Render every line of the records below as a Markdown table with two columns, Row and Record Line, numbering each row and leaving out blank lines.

>> BEGIN RECORDS FOR THIS TASK

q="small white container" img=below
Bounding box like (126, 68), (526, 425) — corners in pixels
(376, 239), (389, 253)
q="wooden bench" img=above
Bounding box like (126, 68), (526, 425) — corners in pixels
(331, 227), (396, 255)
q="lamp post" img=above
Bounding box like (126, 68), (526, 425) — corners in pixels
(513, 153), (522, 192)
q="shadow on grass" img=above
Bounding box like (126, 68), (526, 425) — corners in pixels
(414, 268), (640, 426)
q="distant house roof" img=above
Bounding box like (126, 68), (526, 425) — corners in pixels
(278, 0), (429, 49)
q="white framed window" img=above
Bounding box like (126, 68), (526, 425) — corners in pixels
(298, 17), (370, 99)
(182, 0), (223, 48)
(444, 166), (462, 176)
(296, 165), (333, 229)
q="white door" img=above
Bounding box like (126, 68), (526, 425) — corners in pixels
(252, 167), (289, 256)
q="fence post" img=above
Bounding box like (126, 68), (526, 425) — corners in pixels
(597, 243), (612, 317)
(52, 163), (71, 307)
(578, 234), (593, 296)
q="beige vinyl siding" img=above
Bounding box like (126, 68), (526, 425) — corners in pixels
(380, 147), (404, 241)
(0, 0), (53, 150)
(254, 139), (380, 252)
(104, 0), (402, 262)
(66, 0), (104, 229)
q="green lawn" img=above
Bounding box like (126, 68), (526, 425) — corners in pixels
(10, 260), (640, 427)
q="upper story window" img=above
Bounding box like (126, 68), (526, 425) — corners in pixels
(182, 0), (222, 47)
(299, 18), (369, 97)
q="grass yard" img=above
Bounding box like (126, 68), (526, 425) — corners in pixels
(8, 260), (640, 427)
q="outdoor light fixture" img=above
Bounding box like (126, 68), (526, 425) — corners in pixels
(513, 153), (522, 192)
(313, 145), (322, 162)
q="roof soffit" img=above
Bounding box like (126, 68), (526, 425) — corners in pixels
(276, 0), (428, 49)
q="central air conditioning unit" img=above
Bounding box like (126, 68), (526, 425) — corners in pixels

>> END RECORDS FOR THIS TASK

▸ **COMPLETE OUTPUT**:
| Row | Record Line |
|---|---|
| 1 | q="small white container" img=below |
| 2 | Bounding box like (126, 68), (526, 425) — corners in pixels |
| 3 | (376, 239), (389, 253) |
| 4 | q="wooden bench" img=above |
| 5 | Bounding box like (126, 68), (526, 425) — corners in pixels |
| 6 | (331, 227), (396, 255) |
| 7 | q="lamp post" img=above |
| 8 | Bounding box like (126, 68), (526, 425) — corners in pixels |
| 9 | (513, 153), (522, 192) |
| 10 | q="shadow on grass" img=above |
| 11 | Bounding box like (126, 68), (526, 425) — corners in pixels |
| 12 | (414, 268), (640, 426) |
| 13 | q="distant house roof" img=above |
| 14 | Bounding box like (126, 68), (526, 425) — corners in pixels |
| 15 | (278, 0), (429, 49) |
| 16 | q="white framed window" img=above |
| 17 | Bounding box like (126, 68), (526, 425) — corners in pixels |
| 18 | (298, 17), (370, 99) |
| 19 | (182, 0), (223, 48) |
| 20 | (444, 166), (462, 176) |
| 21 | (296, 165), (333, 229) |
| 22 | q="white door" img=above |
| 23 | Bounding box like (126, 68), (526, 425) — corners in pixels |
| 24 | (252, 167), (289, 256) |
| 25 | q="fence post" img=above |
| 26 | Bounding box like (126, 68), (526, 425) — corners in pixels |
| 27 | (597, 243), (612, 317) |
| 28 | (52, 163), (71, 307) |
| 29 | (578, 234), (593, 296) |
| 30 | q="beige vinyl siding" img=above |
| 31 | Bounding box like (126, 68), (526, 425) — corners in pixels |
| 32 | (380, 147), (404, 241) |
| 33 | (0, 0), (53, 150) |
| 34 | (254, 139), (380, 252) |
| 35 | (104, 0), (402, 262) |
| 36 | (66, 0), (104, 229) |
| 37 | q="green lawn" img=above |
| 38 | Bounding box like (126, 68), (526, 425) — corners in pixels |
| 39 | (10, 260), (640, 427) |
| 40 | q="upper story window" img=above |
| 41 | Bounding box like (126, 68), (526, 425) — corners in pixels |
| 42 | (182, 0), (222, 47) |
| 43 | (299, 18), (369, 97) |
| 44 | q="grass yard" img=above |
| 45 | Bounding box like (126, 68), (526, 425) — corners in pixels |
| 46 | (8, 260), (640, 427) |
| 47 | q="outdoor light fixture" img=above |
| 48 | Bounding box like (126, 68), (526, 425) — corners in pixels |
| 49 | (513, 153), (522, 192) |
| 50 | (313, 145), (322, 162) |
| 51 | q="roof soffit" img=above |
| 52 | Bounding box like (126, 68), (526, 425) — corners in pixels |
| 53 | (276, 0), (428, 49) |
| 54 | q="central air conditioning unit" img=above |
| 55 | Bounding box like (126, 68), (526, 425) — corners in pixels |